What is being asked - Transcribe every one of the lines below word for word, without changing anything.

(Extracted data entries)
— Start —

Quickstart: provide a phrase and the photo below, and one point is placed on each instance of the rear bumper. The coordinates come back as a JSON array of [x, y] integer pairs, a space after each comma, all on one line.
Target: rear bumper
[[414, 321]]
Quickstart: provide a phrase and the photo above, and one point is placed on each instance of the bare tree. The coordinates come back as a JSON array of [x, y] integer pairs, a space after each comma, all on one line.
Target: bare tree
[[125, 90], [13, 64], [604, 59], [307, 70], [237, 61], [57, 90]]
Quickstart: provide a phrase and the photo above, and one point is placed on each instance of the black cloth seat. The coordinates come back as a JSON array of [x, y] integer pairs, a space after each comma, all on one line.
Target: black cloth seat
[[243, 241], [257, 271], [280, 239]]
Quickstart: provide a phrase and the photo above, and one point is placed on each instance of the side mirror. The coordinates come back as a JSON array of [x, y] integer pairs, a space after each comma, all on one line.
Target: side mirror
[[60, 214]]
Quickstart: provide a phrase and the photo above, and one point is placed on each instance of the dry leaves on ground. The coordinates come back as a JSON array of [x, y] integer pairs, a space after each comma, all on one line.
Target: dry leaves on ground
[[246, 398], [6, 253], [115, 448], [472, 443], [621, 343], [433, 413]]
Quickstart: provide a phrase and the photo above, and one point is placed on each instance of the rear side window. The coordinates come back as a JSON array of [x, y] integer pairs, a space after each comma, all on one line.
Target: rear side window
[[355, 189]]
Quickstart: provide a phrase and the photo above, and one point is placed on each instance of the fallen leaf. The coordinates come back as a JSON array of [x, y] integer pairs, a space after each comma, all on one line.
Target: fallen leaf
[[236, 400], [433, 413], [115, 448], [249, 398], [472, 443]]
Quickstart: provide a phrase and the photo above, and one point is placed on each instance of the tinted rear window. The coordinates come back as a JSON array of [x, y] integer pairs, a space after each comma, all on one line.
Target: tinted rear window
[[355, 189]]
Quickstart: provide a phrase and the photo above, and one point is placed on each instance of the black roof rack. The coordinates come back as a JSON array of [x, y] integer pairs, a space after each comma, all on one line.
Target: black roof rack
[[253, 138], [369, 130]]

— End —

Worked solution -
Quickstart: provide a phrase and the photo below, and one point is placed on each instance of the rear bumper. The coordinates come back as a JSON array of [x, y] integer pairs, a space after each comma, all on one line.
Target: rear bumper
[[414, 321]]
Quickstart: provide a phrase and the photo above, and one point is placed on each instance of the bare tree. The coordinates come back as a JSON array of [x, y] integer pairs, a space after each comma, all on one line.
Target: bare tree
[[125, 90], [13, 64], [604, 59], [307, 70], [237, 61], [57, 90]]
Quickstart: provide a phrase and the photo above, and one point is placed on each instance of the black cloth seat. The coordinates come back as a JSON array of [x, y] integer pairs, a space after each comma, all on one line.
Target: black cloth seat
[[243, 241], [257, 271], [280, 239]]
Quickstart: provide a phrase and the photo above, and one point is placed on each instance of the side mirror. The coordinates come back as a JSON array of [x, y] integer pairs, a space after each comma, all on one line.
Target: side mirror
[[60, 214]]
Quickstart: provide a phrase and the photo above, and one point is placed on each instance of the dry leaves on ground. The coordinates come back as a JSON array of [x, y] integer pairs, a space after each comma, all on one line.
Target: dry leaves on ground
[[246, 398], [6, 253], [115, 448], [472, 443], [621, 343], [433, 413]]
Quickstart: provide a phrase and the photo above, and one point is placed on each instance of the rear side window. The coordinates come back as a JSON array of [x, y] integer pairs, a space after each comma, all on one line.
Target: rear side window
[[355, 189]]
Quickstart: provide a phrase and the photo above, and one point is placed on each instance of the fallen leaf. The coordinates come back as a JSON array of [x, y] integer pairs, a space after each comma, all on one line.
Target: fallen leaf
[[236, 400], [433, 413], [115, 448], [249, 398], [472, 443]]
Quickstart: provide a phrase and the photo above, and one point is placed on each instance of the tinted rear window. The coordinates come back as a JSON array of [x, y] integer pairs, a space after each comma, all on one line.
Target: tinted rear window
[[355, 189]]
Quickstart: provide a phrase and the photo above, and one point is placed on each instance of the black roof rack. The coordinates come back as a JSON array of [x, y] integer pairs, a space after each comma, all on one line.
Target: black roof rack
[[253, 138], [369, 130]]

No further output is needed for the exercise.